__WHAT YOU WILL DO__
An exact, complete copy of the entries is what is needed.
──────── TASK INPUT
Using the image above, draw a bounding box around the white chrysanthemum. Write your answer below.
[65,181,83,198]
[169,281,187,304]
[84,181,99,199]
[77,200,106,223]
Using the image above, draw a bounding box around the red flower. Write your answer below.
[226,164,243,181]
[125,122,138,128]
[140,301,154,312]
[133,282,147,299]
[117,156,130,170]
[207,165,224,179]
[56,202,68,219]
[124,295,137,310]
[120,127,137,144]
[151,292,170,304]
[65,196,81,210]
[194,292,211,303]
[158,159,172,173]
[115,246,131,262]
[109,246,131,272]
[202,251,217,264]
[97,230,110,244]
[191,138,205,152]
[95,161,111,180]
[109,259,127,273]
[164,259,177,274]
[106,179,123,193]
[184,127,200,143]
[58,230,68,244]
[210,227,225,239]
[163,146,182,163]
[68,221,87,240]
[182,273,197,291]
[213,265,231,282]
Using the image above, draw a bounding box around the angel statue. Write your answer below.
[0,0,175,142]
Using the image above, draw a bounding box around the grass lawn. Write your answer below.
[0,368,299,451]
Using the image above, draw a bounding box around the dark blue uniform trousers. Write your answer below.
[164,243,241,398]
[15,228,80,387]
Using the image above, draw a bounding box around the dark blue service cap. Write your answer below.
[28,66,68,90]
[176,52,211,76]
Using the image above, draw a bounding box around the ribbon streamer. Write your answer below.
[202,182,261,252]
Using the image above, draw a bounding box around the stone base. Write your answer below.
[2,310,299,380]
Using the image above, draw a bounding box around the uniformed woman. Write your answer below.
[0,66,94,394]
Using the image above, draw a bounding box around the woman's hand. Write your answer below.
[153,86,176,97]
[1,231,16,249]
────────────────
__RESULT__
Using the image above, draw a bounding box around the white chrysanthemum. Write your answer below.
[65,181,83,198]
[169,281,187,304]
[84,181,99,199]
[77,200,106,223]
Using the image above, draw a bounding box around the red flower. Write your answer below.
[226,164,243,181]
[125,122,138,128]
[140,301,154,312]
[133,282,147,299]
[117,156,130,170]
[207,165,224,179]
[56,202,68,219]
[124,295,137,310]
[120,127,137,144]
[151,292,170,304]
[65,196,81,210]
[194,292,211,303]
[158,159,172,173]
[115,246,131,262]
[109,246,131,272]
[202,251,217,264]
[97,230,110,244]
[191,138,205,152]
[95,161,111,180]
[109,259,127,273]
[164,259,177,274]
[106,179,123,193]
[184,127,200,143]
[58,230,68,244]
[210,227,225,239]
[163,146,182,163]
[68,221,87,240]
[182,273,197,291]
[213,265,231,282]
Using the image above, draw a bounding box around the angel statue. Write your answer below.
[0,0,175,142]
Using the image above, draw a bounding box around the grass lawn. Write your answer below.
[0,368,299,451]
Using the image above, draw a bounding box around the dark blue uniform trousers. Write your answer below.
[164,243,241,398]
[15,228,80,387]
Using the image above, draw a bounding box around the dark blue service cap. Write your answer below.
[28,66,68,90]
[176,52,211,76]
Using the image above, draw a bounding box around the ribbon streamer. Write your answer below.
[202,182,261,252]
Using the image above, draw a bounding box around the stone base. Write your answer below.
[2,310,299,380]
Using the image above, draw a bounding box around the uniformed woman. Write your answer below.
[0,66,94,394]
Using the image above, draw a bounding box around the woman's hand. Write your answer below.
[153,86,176,97]
[1,231,16,249]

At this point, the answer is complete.